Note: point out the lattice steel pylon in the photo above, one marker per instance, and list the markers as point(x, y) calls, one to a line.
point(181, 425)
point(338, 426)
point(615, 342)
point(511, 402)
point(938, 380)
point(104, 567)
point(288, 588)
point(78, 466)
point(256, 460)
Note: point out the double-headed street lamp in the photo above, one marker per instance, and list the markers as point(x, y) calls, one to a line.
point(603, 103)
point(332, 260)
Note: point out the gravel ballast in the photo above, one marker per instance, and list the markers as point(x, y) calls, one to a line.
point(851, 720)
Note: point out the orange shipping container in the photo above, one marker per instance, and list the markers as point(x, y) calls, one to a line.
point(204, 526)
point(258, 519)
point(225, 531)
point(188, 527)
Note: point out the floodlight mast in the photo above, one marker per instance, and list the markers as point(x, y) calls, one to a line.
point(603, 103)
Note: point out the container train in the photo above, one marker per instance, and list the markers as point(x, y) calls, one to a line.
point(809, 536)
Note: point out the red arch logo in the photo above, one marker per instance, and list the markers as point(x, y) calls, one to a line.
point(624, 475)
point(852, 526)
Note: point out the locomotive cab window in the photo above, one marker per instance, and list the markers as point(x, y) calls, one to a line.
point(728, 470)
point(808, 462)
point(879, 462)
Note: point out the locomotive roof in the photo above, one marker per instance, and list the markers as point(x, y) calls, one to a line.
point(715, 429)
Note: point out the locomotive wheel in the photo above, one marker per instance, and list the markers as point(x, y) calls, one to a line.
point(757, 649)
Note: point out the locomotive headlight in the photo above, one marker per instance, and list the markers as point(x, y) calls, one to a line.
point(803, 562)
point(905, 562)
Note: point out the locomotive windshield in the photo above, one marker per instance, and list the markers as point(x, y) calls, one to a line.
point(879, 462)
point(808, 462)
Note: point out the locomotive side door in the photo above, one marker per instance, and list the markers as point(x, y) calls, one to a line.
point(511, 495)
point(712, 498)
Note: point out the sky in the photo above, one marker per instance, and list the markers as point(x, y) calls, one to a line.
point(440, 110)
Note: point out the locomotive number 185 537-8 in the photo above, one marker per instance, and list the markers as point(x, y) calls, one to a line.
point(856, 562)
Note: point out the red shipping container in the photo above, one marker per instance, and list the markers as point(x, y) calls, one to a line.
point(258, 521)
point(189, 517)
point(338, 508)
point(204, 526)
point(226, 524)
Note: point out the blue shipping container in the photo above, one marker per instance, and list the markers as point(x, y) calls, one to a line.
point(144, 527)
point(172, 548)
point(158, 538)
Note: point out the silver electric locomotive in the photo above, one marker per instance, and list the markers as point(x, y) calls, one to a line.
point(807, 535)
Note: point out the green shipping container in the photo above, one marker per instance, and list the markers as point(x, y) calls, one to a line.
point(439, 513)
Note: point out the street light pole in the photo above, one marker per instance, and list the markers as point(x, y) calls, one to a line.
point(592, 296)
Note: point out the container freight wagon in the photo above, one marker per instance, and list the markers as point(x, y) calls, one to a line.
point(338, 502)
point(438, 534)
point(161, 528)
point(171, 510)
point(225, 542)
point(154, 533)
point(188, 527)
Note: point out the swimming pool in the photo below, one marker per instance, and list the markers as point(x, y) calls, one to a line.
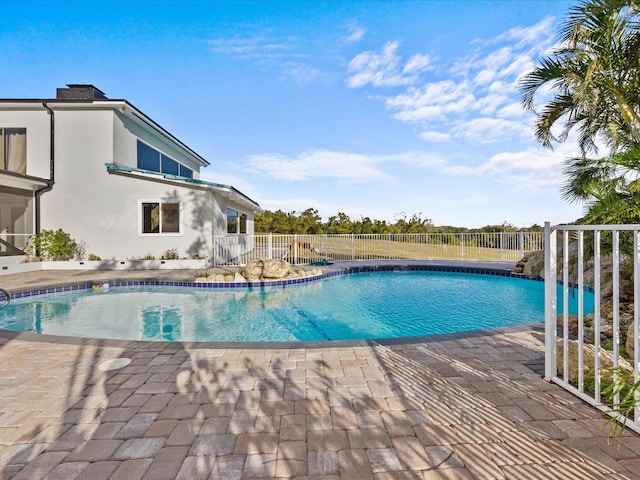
point(371, 305)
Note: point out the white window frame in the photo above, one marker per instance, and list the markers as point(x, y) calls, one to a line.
point(160, 233)
point(238, 216)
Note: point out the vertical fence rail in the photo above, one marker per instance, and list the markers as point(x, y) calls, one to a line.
point(592, 306)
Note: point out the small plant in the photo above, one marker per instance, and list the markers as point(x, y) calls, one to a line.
point(56, 245)
point(623, 394)
point(171, 254)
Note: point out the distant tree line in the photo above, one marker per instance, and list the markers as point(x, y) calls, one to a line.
point(309, 222)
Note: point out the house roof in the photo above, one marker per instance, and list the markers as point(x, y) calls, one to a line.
point(89, 96)
point(225, 190)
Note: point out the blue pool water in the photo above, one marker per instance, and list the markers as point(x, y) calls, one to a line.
point(346, 307)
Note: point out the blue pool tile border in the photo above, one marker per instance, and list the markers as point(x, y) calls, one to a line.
point(336, 270)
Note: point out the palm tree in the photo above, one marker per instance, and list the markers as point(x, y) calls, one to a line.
point(594, 77)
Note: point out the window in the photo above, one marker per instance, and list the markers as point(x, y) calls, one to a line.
point(13, 150)
point(159, 217)
point(169, 166)
point(152, 160)
point(236, 221)
point(148, 158)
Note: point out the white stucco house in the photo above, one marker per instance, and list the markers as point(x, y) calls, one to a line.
point(111, 177)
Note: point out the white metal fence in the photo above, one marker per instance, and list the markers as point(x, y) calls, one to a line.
point(307, 249)
point(596, 271)
point(13, 243)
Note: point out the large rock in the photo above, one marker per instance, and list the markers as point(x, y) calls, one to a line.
point(534, 265)
point(606, 359)
point(262, 268)
point(629, 345)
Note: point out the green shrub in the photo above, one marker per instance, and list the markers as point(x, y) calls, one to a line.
point(171, 254)
point(56, 245)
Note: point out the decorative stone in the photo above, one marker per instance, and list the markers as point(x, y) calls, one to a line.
point(606, 359)
point(629, 345)
point(275, 269)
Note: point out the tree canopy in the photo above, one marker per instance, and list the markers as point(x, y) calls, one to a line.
point(309, 222)
point(594, 80)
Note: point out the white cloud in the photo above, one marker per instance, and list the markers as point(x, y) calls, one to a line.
point(541, 34)
point(490, 130)
point(532, 168)
point(355, 34)
point(384, 69)
point(478, 101)
point(351, 167)
point(436, 137)
point(272, 53)
point(417, 63)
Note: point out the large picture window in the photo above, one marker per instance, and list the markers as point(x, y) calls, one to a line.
point(154, 161)
point(236, 221)
point(159, 217)
point(13, 150)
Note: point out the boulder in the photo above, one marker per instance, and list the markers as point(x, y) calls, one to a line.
point(606, 359)
point(534, 266)
point(275, 269)
point(268, 269)
point(629, 345)
point(253, 270)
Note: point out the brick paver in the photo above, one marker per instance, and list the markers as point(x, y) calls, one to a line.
point(456, 407)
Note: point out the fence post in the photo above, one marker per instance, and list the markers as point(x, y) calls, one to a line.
point(353, 247)
point(521, 241)
point(326, 242)
point(426, 236)
point(550, 301)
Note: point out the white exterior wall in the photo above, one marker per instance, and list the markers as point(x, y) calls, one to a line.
point(104, 210)
point(36, 120)
point(101, 209)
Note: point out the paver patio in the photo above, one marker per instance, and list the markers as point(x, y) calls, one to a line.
point(464, 406)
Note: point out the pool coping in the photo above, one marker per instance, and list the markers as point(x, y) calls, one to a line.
point(330, 270)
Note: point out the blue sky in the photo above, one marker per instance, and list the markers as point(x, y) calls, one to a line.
point(372, 108)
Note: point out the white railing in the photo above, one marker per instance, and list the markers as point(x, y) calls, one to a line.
point(587, 350)
point(14, 243)
point(307, 249)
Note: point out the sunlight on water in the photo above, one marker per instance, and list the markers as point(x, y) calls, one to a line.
point(355, 306)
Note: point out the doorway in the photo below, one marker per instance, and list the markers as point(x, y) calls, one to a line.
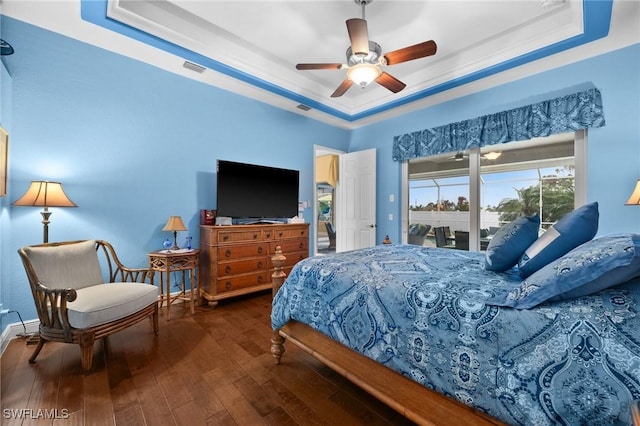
point(324, 199)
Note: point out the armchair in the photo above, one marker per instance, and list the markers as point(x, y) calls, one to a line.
point(76, 303)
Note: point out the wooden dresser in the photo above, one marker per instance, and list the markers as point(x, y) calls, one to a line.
point(236, 259)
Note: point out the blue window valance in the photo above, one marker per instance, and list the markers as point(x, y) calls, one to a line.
point(563, 114)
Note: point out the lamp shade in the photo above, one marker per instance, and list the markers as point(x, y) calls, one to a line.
point(634, 199)
point(174, 224)
point(44, 194)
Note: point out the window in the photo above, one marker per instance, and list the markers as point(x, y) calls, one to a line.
point(513, 179)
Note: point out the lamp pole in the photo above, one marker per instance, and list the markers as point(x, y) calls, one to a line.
point(45, 223)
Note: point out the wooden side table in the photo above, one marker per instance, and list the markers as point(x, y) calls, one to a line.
point(167, 261)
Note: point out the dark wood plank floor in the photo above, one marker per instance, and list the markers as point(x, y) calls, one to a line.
point(211, 368)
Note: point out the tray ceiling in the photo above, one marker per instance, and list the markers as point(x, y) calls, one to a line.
point(252, 47)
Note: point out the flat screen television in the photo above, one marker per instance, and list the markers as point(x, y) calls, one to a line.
point(251, 191)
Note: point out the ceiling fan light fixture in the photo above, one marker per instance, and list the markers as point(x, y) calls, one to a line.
point(493, 155)
point(363, 74)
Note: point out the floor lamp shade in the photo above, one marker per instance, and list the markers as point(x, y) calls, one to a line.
point(634, 199)
point(44, 194)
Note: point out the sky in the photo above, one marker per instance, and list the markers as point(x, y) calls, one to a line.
point(496, 186)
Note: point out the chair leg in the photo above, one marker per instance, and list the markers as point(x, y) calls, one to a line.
point(37, 350)
point(106, 346)
point(86, 341)
point(154, 319)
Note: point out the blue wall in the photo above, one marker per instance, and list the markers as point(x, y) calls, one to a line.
point(134, 144)
point(131, 143)
point(613, 150)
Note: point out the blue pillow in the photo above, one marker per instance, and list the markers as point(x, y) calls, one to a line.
point(510, 241)
point(575, 228)
point(592, 267)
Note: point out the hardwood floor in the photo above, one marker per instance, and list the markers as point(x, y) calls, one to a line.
point(211, 368)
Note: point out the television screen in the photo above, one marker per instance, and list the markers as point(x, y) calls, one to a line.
point(256, 192)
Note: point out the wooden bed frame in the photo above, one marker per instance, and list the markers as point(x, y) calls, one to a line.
point(414, 401)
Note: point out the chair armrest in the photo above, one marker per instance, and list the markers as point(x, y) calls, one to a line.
point(117, 271)
point(51, 304)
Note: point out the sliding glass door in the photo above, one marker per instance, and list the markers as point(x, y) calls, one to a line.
point(511, 180)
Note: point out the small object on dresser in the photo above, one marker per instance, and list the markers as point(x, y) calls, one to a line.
point(207, 217)
point(223, 220)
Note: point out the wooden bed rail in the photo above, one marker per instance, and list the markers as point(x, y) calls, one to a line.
point(277, 279)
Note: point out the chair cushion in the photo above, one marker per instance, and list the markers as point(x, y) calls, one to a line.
point(510, 241)
point(66, 266)
point(103, 303)
point(573, 229)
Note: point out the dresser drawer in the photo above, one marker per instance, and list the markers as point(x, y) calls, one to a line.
point(297, 232)
point(242, 266)
point(242, 281)
point(232, 236)
point(288, 246)
point(242, 251)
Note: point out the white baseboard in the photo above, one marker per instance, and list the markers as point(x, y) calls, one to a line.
point(13, 330)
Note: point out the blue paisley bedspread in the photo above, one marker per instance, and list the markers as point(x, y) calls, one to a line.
point(420, 311)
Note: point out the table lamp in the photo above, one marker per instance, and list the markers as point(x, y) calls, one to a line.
point(175, 224)
point(634, 199)
point(44, 194)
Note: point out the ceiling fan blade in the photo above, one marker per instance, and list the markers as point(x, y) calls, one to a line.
point(390, 82)
point(318, 66)
point(410, 53)
point(341, 90)
point(359, 36)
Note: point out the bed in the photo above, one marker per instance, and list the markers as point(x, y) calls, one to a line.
point(419, 328)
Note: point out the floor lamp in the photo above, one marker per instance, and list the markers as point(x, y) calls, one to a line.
point(634, 199)
point(44, 194)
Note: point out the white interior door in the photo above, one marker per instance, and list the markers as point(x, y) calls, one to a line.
point(356, 194)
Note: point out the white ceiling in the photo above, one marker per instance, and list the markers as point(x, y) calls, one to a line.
point(251, 47)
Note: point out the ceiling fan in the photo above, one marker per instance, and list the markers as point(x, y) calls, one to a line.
point(364, 58)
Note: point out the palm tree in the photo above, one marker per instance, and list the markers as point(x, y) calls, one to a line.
point(557, 200)
point(527, 204)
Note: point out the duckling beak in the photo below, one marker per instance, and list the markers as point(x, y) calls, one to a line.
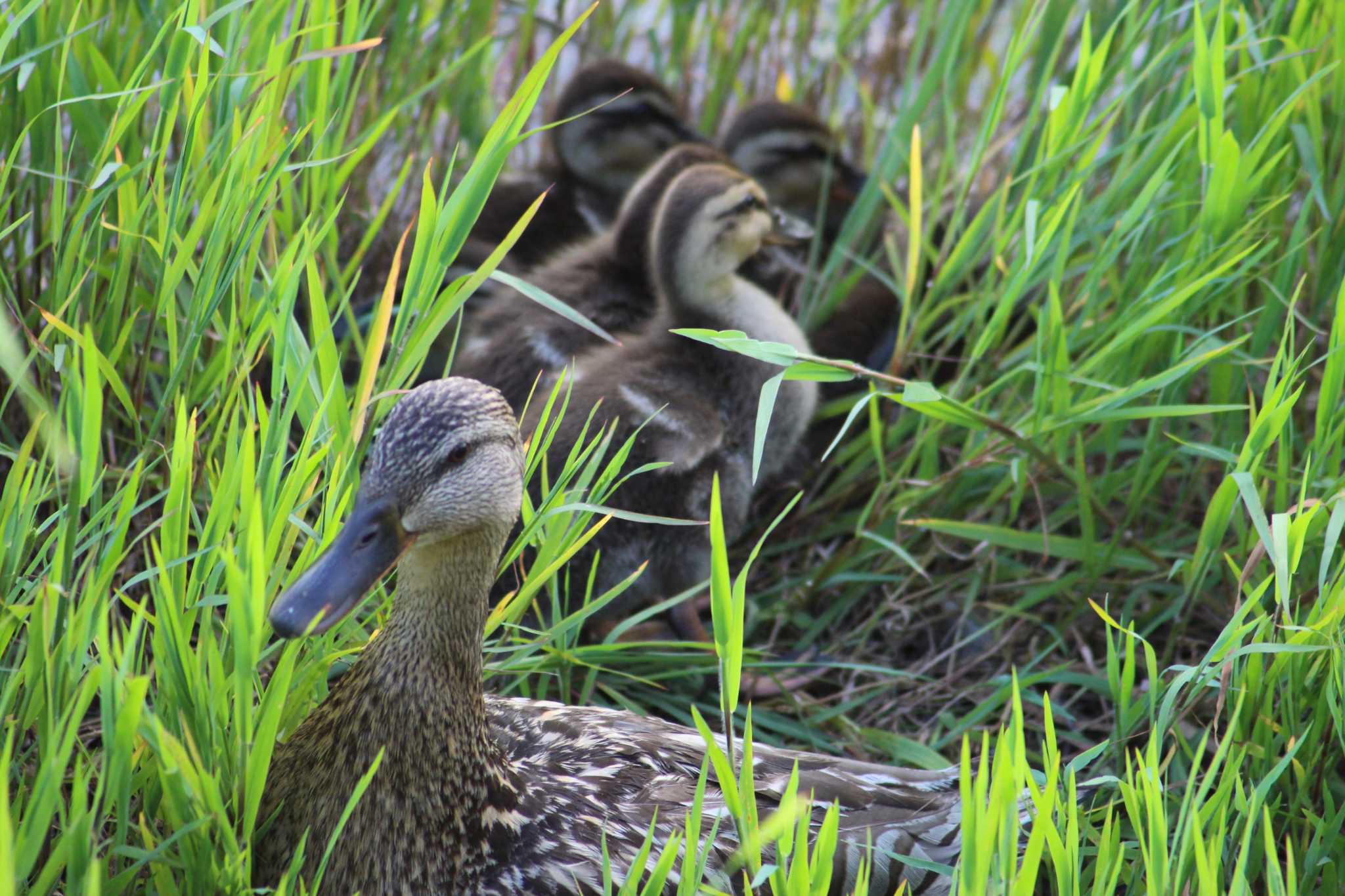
point(790, 230)
point(368, 547)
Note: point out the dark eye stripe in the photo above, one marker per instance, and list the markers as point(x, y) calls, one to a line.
point(751, 200)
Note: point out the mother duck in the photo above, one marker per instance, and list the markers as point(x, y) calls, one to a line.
point(498, 796)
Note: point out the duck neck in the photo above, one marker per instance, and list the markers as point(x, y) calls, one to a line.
point(435, 628)
point(690, 277)
point(424, 670)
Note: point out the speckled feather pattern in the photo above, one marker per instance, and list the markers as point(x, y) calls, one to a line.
point(602, 277)
point(490, 796)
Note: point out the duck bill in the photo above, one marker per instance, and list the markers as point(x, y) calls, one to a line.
point(366, 548)
point(790, 230)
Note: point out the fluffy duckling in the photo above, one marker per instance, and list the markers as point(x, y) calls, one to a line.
point(479, 794)
point(699, 400)
point(795, 156)
point(591, 163)
point(603, 277)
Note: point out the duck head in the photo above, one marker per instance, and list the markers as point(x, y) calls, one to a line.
point(711, 219)
point(445, 464)
point(794, 156)
point(612, 146)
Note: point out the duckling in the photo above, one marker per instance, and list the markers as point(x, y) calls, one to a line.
point(794, 156)
point(603, 277)
point(591, 163)
point(699, 400)
point(479, 794)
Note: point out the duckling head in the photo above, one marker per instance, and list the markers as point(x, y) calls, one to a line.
point(445, 464)
point(612, 146)
point(712, 218)
point(635, 219)
point(793, 154)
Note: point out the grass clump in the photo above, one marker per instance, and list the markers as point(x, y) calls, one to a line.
point(1086, 522)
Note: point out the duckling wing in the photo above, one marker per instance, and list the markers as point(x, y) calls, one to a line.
point(680, 426)
point(612, 774)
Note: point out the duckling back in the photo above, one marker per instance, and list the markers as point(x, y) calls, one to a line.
point(689, 405)
point(604, 278)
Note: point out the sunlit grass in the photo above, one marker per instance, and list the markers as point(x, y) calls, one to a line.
point(1103, 543)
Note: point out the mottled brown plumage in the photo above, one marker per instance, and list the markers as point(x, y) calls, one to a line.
point(604, 278)
point(493, 796)
point(695, 403)
point(795, 158)
point(591, 161)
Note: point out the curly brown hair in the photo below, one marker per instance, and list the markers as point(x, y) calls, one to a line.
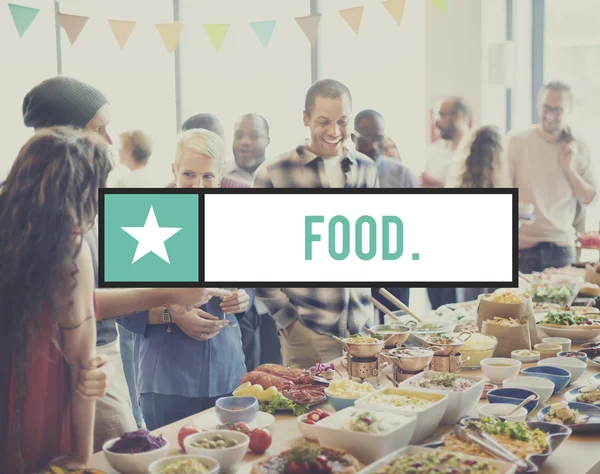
point(49, 196)
point(483, 165)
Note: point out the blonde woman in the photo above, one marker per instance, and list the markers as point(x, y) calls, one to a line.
point(183, 371)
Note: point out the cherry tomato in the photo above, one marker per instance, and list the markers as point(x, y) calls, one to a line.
point(184, 432)
point(260, 440)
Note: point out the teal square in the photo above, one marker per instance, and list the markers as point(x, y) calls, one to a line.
point(175, 214)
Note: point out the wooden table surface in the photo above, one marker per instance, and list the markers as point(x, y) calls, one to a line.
point(579, 454)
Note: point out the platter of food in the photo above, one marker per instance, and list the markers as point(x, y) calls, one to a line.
point(589, 394)
point(306, 457)
point(417, 459)
point(579, 417)
point(533, 442)
point(578, 328)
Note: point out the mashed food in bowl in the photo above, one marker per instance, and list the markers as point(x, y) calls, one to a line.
point(477, 348)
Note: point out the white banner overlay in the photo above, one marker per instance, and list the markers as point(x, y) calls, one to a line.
point(446, 238)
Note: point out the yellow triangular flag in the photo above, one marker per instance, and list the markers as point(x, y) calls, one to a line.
point(171, 34)
point(217, 34)
point(395, 8)
point(310, 26)
point(73, 24)
point(122, 30)
point(353, 17)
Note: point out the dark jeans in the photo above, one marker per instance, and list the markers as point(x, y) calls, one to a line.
point(259, 339)
point(403, 294)
point(161, 410)
point(545, 255)
point(441, 296)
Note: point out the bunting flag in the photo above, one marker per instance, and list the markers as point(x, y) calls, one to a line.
point(310, 26)
point(217, 34)
point(440, 5)
point(23, 17)
point(121, 30)
point(353, 17)
point(170, 34)
point(73, 24)
point(264, 31)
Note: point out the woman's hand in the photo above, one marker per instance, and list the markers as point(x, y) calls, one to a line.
point(95, 378)
point(198, 324)
point(237, 302)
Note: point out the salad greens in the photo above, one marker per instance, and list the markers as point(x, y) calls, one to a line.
point(282, 403)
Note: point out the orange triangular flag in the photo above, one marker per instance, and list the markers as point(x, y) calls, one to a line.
point(73, 24)
point(171, 34)
point(353, 17)
point(122, 30)
point(310, 26)
point(395, 8)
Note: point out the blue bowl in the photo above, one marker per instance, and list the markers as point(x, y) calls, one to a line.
point(559, 377)
point(236, 409)
point(340, 403)
point(513, 396)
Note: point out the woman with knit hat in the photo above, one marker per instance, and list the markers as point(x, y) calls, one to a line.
point(63, 100)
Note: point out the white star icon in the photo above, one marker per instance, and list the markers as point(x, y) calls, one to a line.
point(151, 237)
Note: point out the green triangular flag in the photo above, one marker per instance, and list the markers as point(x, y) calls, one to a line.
point(440, 5)
point(264, 31)
point(217, 34)
point(23, 17)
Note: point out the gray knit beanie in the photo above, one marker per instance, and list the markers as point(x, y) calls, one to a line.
point(61, 101)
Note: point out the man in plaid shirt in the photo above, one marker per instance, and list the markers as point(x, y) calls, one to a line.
point(309, 316)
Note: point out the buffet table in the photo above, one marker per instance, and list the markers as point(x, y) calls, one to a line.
point(579, 454)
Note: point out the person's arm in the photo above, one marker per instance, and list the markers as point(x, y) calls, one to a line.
point(78, 329)
point(278, 304)
point(584, 191)
point(115, 303)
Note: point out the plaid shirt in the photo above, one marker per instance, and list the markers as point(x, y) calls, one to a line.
point(300, 168)
point(332, 311)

···

Reproduce the listing from its first line through the line with "point(851, 720)", with "double-headed street lamp" swapped for "twin-arm streetlight". Keep everything else unchanged.

Note: point out the lattice steel pylon in the photo above, one marker per instance, and list the markers as point(x, y) calls, one to a line.
point(181, 425)
point(338, 426)
point(615, 342)
point(511, 402)
point(938, 380)
point(104, 567)
point(288, 588)
point(78, 466)
point(256, 460)
Note: point out the twin-arm streetlight in the photo above, one marker per instance, and list the markers as point(x, y) calls, one to a line.
point(603, 103)
point(332, 260)
Note: point out the gravel ballast in the photo above, one marker per instance, and list the markers as point(x, y) calls, one to a line.
point(851, 720)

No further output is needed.